> Set task
Gather every line of the data below that contains the string "pattern", copying each one in full. Case counts.

******

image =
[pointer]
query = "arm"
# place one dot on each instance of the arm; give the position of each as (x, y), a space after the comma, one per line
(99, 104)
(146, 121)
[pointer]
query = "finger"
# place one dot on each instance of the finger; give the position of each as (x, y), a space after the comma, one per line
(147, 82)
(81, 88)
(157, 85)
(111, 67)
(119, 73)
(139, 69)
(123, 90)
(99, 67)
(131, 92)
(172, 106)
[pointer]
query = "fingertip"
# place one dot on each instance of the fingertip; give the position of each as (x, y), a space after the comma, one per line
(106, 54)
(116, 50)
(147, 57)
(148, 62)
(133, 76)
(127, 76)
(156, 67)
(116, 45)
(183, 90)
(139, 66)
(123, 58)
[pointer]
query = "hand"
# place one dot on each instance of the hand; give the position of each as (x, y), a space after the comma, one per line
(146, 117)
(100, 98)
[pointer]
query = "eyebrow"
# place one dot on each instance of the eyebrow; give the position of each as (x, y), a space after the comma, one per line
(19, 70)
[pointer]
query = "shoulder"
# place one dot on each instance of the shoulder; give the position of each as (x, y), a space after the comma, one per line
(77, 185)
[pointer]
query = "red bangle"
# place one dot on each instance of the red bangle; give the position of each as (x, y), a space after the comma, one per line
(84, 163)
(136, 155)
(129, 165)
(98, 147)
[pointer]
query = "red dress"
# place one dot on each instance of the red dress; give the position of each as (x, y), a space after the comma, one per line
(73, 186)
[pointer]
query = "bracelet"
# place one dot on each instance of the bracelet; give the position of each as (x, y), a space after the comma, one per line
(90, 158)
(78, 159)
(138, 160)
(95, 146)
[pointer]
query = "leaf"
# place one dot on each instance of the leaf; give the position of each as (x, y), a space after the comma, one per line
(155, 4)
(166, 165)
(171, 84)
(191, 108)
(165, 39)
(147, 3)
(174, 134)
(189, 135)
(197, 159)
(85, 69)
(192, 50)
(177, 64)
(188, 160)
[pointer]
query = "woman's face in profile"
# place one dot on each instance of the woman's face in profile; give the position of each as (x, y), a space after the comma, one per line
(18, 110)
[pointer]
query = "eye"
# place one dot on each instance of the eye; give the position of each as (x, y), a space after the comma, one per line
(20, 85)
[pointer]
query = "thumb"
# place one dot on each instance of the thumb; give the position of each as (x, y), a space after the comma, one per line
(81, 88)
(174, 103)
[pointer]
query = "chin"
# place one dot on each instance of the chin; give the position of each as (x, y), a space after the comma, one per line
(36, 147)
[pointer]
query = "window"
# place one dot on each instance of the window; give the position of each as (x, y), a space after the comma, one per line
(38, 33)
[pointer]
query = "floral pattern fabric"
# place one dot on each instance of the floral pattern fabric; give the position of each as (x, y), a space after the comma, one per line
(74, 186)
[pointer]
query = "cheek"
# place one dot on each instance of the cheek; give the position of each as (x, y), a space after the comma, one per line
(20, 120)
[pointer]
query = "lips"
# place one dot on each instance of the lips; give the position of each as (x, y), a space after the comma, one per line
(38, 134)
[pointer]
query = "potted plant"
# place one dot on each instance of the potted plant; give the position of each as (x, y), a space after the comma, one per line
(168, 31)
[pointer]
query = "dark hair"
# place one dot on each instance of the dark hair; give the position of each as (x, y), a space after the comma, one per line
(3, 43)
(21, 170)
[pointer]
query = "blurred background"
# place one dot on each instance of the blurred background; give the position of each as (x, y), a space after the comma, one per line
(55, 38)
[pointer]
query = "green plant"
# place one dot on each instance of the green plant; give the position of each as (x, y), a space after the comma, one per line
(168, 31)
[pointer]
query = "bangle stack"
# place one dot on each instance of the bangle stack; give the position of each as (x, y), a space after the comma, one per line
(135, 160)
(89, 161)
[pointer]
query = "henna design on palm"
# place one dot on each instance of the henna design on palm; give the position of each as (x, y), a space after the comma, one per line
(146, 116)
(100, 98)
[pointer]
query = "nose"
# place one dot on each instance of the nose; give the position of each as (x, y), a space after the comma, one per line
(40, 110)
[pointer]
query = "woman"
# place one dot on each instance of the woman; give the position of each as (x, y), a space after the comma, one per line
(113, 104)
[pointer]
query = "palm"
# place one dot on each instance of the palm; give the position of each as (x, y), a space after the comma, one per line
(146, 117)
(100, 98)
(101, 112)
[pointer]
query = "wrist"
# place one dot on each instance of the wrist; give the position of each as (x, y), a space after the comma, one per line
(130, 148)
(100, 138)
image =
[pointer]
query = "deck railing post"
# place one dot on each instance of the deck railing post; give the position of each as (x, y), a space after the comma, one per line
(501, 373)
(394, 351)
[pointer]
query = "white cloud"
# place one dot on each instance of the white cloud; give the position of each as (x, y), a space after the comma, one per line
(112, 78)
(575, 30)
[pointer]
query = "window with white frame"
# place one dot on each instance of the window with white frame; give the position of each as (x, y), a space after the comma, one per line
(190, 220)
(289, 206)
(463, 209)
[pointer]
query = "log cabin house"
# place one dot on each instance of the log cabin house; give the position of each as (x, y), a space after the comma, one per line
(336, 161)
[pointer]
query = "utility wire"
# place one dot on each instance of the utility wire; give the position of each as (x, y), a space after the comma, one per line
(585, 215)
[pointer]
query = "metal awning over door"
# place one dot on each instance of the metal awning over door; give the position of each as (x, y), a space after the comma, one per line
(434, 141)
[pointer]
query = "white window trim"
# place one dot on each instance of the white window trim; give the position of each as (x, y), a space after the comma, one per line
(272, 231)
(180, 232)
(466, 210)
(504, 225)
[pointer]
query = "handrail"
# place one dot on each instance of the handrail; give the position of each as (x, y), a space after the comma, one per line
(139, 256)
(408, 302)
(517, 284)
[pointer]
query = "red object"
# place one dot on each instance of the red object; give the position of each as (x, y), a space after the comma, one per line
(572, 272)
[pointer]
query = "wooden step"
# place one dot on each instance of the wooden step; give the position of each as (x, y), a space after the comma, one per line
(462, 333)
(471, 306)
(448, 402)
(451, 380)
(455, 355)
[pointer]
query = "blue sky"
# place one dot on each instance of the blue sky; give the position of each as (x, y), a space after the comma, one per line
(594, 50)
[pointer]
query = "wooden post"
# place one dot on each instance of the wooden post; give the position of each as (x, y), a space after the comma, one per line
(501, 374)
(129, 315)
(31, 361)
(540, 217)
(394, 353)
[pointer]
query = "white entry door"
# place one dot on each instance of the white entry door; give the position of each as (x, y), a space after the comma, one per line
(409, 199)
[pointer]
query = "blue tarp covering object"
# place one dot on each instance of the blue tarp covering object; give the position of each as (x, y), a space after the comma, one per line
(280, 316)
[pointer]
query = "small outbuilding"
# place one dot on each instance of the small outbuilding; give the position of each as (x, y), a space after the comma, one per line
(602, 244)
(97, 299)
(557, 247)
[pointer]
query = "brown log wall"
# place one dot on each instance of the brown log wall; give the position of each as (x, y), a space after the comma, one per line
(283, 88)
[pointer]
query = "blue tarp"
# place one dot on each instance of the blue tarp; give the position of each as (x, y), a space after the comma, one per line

******

> Answer
query = "floral pattern fabric"
# place one dot on each instance of the floral pattern fabric; give the position of each as (x, y), a space after the comma, one per line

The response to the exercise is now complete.